Prompt: Rescale the rows from the line containing "Target: boy's light blue shirt" through the end of the rows, both ends included, and give only those lines again with their requests, multiplying every polygon coordinate in the answers by 1.7 and rounding to whole numbers, halves up. Leave the pictures out of your answer.

Excerpted data:
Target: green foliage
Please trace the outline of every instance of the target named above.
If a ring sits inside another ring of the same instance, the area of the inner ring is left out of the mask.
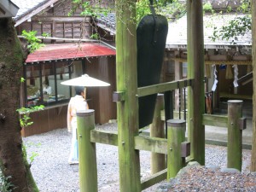
[[[98,33],[93,33],[90,38],[93,39],[99,39],[100,37]]]
[[[22,78],[22,77],[20,78],[20,82],[21,82],[21,83],[24,83],[25,80],[26,80],[26,79],[25,79],[24,78]]]
[[[238,12],[241,13],[250,13],[251,12],[251,1],[250,0],[243,0],[241,5],[237,9]]]
[[[3,164],[0,162],[0,168],[3,170]],[[0,191],[1,192],[12,192],[15,189],[15,185],[9,181],[11,177],[4,177],[0,170]]]
[[[212,9],[212,6],[211,3],[207,2],[207,3],[203,4],[203,11],[204,12],[212,12],[212,13],[214,12],[214,10]]]
[[[21,115],[20,119],[20,124],[22,128],[29,126],[33,124],[32,121],[31,121],[31,118],[29,117],[30,113],[44,110],[44,106],[39,105],[39,106],[34,106],[28,108],[18,108],[16,111],[20,113]]]
[[[230,21],[229,25],[222,26],[220,29],[214,27],[212,36],[209,37],[213,42],[218,38],[230,40],[230,44],[236,44],[239,36],[243,36],[246,32],[252,30],[252,17],[245,15],[236,17]]]
[[[37,33],[37,31],[22,31],[22,35],[25,37],[28,43],[27,49],[31,53],[44,46],[44,44],[41,44],[42,41],[36,37]]]

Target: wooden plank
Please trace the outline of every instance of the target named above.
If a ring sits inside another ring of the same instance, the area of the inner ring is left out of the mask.
[[[248,100],[253,100],[253,96],[231,94],[231,93],[225,93],[225,92],[220,92],[219,93],[219,97],[225,97],[225,98],[230,98],[230,99],[248,99]]]
[[[87,16],[84,18],[84,16],[39,16],[32,18],[32,21],[36,22],[90,22],[91,20],[91,17]]]
[[[44,10],[45,8],[50,6],[51,4],[55,3],[58,0],[49,0],[48,2],[45,2],[44,3],[42,3],[41,6],[34,9],[32,12],[30,12],[26,15],[24,15],[24,16],[20,17],[20,19],[18,19],[15,22],[15,26],[19,26],[20,24],[21,24],[25,20],[27,20],[28,19],[32,18],[33,15],[38,14],[40,11]]]
[[[228,127],[228,116],[216,114],[203,114],[204,125]]]
[[[253,140],[250,171],[256,172],[256,2],[252,1],[252,26],[253,26]]]
[[[90,131],[90,142],[118,146],[117,131]]]
[[[167,169],[164,169],[150,176],[149,177],[146,178],[142,182],[142,190],[166,179],[166,177],[167,177]]]
[[[193,84],[193,79],[188,79],[141,87],[137,89],[137,96],[140,97],[154,93],[162,93],[167,90],[176,90],[177,88],[191,86],[191,84]]]
[[[148,136],[134,137],[135,149],[151,151],[159,154],[167,154],[167,140]]]

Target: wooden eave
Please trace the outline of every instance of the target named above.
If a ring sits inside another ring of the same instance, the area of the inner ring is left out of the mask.
[[[15,26],[20,25],[24,21],[29,20],[33,15],[38,14],[40,11],[44,10],[44,9],[48,8],[49,6],[52,5],[53,3],[55,3],[57,1],[59,1],[59,0],[49,0],[49,1],[46,2],[45,3],[43,3],[41,6],[38,6],[35,9],[32,9],[30,12],[27,12],[27,13],[20,15],[18,19],[16,19],[16,20],[15,20],[16,23],[15,23]]]
[[[18,10],[19,7],[10,0],[3,0],[0,3],[0,18],[14,17]]]

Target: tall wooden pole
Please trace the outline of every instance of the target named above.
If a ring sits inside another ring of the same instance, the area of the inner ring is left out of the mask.
[[[161,110],[165,108],[164,95],[158,94],[153,122],[150,125],[150,137],[165,138],[165,121],[161,120]],[[157,173],[166,167],[166,154],[151,153],[151,174]]]
[[[94,110],[77,112],[81,192],[97,192],[97,163],[96,143],[90,143],[90,130],[95,129]]]
[[[185,159],[182,158],[182,143],[185,141],[186,122],[182,119],[167,121],[168,154],[167,154],[167,180],[175,177],[177,173],[186,166]]]
[[[253,142],[251,172],[256,172],[256,3],[251,1],[252,4],[252,24],[253,24]]]
[[[189,89],[188,125],[191,156],[205,164],[204,35],[201,0],[188,0],[188,78],[194,79]]]
[[[134,137],[138,135],[137,74],[136,0],[117,0],[116,74],[117,90],[123,102],[117,102],[119,184],[121,192],[141,191],[139,151]]]
[[[228,101],[228,168],[241,171],[241,129],[242,101]]]

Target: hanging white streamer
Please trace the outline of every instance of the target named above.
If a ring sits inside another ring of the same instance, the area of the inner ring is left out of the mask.
[[[234,84],[234,87],[238,87],[238,84],[237,84],[237,80],[238,80],[238,67],[237,67],[237,65],[234,65],[232,67],[234,68],[234,81],[233,81],[233,84]]]
[[[217,70],[216,70],[216,66],[212,65],[212,67],[213,68],[213,75],[214,75],[214,83],[212,87],[212,90],[215,91],[216,88],[217,88],[217,84],[218,84],[218,80],[217,80]]]

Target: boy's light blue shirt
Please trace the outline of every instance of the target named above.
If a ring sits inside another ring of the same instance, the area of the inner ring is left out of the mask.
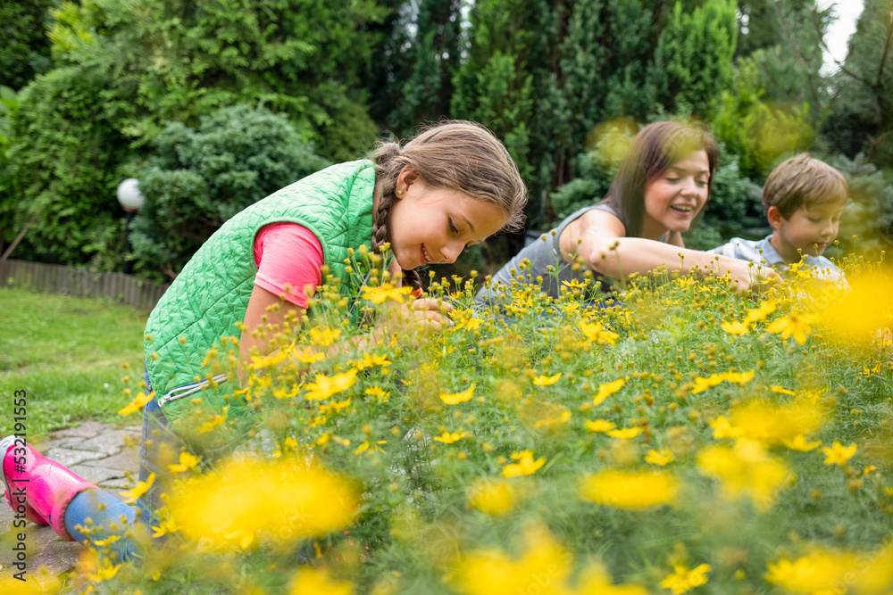
[[[766,266],[772,267],[776,272],[788,270],[789,267],[785,263],[784,259],[781,258],[781,255],[775,251],[775,248],[769,242],[769,238],[772,236],[772,235],[770,234],[759,241],[733,237],[728,244],[724,244],[713,250],[708,250],[707,252],[738,259],[739,260],[753,260],[755,264],[760,264],[764,260]],[[763,251],[762,253],[760,253],[761,250]],[[846,283],[846,279],[840,269],[824,256],[809,256],[807,254],[804,260],[804,267],[809,269],[813,275],[820,279],[833,281],[835,283]]]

Reply to the exercise:
Target: boy's light blue shirt
Please trace the outline of every instance of the target named above.
If a ring sits inside another ring of the same instance, the area of the inner ring is left out of the mask.
[[[1302,452],[1312,454],[1319,462],[1340,459],[1341,454],[1335,447],[1333,440],[1328,439],[1328,434],[1318,427],[1318,422],[1307,411],[1307,405],[1312,401],[1312,400],[1309,398],[1290,410],[1246,403],[1238,415],[1231,415],[1212,425],[1204,425],[1202,428],[1255,440],[1256,442],[1280,442],[1284,449],[1292,449],[1299,442]],[[1297,427],[1295,430],[1292,430],[1294,425]],[[1438,481],[1438,474],[1428,457],[1401,435],[1375,435],[1372,432],[1367,442],[1367,454],[1375,457],[1382,468],[1394,474],[1416,478],[1420,481]]]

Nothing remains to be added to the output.